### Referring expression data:

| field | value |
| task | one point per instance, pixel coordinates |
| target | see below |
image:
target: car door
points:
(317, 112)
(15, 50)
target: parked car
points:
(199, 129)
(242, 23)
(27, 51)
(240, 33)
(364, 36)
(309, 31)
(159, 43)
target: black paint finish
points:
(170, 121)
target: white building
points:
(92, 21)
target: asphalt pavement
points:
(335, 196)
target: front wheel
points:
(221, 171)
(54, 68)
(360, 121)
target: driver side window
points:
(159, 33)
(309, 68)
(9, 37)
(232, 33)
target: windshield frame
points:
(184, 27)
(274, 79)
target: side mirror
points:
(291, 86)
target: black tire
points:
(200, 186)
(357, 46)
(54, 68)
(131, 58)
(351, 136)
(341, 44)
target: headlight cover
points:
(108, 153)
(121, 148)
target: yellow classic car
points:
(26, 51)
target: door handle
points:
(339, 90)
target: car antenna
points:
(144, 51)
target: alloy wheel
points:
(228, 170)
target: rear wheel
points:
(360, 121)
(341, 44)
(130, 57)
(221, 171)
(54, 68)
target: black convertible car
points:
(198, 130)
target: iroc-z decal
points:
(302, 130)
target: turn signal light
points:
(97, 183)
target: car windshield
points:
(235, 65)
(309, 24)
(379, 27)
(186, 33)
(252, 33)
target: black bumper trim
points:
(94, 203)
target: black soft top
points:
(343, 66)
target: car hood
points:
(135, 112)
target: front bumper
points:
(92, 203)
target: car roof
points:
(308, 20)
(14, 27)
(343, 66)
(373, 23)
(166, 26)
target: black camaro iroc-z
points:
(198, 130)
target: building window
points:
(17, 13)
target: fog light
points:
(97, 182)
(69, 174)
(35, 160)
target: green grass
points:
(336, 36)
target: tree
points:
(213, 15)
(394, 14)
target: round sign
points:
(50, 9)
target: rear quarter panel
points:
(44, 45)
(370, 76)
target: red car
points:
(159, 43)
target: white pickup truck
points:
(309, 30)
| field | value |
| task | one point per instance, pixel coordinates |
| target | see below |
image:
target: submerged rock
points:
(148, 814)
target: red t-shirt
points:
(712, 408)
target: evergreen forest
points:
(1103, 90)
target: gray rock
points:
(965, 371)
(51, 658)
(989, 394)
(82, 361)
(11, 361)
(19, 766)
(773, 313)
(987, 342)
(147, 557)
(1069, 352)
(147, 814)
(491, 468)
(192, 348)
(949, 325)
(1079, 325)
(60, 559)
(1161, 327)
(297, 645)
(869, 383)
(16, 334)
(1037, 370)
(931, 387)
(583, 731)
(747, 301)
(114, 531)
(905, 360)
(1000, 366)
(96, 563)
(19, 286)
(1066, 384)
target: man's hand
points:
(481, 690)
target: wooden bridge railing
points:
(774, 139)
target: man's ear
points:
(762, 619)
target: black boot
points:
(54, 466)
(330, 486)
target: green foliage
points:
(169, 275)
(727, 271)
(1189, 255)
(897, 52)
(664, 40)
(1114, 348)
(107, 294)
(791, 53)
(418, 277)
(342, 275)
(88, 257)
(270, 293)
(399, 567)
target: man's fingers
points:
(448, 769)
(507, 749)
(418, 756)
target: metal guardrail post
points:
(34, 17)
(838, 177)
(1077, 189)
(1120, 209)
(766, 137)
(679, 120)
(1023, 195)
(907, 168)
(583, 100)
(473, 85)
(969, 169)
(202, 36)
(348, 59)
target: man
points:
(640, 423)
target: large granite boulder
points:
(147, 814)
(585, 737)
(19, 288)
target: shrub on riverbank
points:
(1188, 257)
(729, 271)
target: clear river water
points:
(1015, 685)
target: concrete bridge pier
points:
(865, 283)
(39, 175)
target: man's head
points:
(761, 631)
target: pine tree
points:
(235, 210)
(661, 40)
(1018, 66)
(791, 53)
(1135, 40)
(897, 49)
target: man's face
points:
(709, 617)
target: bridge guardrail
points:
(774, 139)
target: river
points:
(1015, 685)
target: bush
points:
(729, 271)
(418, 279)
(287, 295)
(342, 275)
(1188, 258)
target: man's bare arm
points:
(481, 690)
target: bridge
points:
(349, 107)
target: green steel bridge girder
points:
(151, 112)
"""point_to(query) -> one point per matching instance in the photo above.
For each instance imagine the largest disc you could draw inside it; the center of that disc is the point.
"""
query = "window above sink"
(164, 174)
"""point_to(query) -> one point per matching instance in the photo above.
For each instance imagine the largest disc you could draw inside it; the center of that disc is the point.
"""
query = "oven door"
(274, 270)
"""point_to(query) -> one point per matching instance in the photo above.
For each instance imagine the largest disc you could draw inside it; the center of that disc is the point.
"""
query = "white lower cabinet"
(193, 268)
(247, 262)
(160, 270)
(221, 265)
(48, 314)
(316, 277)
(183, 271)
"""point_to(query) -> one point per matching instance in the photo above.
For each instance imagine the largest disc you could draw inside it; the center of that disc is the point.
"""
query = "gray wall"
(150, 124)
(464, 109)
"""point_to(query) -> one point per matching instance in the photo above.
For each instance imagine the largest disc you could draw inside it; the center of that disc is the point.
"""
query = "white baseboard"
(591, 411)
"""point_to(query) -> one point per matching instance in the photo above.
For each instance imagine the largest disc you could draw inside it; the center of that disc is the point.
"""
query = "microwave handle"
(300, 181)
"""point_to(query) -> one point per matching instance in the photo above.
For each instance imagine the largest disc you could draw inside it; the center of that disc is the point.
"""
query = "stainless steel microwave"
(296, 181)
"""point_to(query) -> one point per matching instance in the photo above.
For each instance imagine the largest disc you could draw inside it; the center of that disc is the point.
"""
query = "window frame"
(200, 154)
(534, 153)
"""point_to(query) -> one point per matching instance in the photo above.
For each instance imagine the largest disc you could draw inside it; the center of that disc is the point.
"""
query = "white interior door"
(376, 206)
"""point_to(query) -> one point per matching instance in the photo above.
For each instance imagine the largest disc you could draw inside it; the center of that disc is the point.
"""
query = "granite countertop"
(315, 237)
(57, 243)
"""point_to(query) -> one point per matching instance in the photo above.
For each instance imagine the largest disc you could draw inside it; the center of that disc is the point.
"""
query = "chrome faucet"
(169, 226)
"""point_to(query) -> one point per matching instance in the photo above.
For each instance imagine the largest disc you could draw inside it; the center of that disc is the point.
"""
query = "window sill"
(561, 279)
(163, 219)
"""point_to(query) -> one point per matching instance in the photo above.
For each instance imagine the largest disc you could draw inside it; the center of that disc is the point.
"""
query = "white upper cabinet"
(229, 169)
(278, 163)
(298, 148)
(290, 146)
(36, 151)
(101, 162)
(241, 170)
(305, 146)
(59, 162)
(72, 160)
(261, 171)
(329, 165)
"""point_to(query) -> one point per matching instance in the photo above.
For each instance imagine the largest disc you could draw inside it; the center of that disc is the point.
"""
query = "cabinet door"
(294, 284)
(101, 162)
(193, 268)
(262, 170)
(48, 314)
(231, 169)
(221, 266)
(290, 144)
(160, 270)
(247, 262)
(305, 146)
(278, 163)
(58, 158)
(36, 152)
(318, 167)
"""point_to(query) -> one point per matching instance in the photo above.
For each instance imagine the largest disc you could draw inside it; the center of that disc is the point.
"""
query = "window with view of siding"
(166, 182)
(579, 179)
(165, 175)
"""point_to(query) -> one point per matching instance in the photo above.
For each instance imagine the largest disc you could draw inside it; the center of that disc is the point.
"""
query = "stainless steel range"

### YOUR INSTRUCTIONS:
Please filter the entries above down to the lines holding "guardrail" and copy them.

### REPLY:
target: metal guardrail post
target: bridge guardrail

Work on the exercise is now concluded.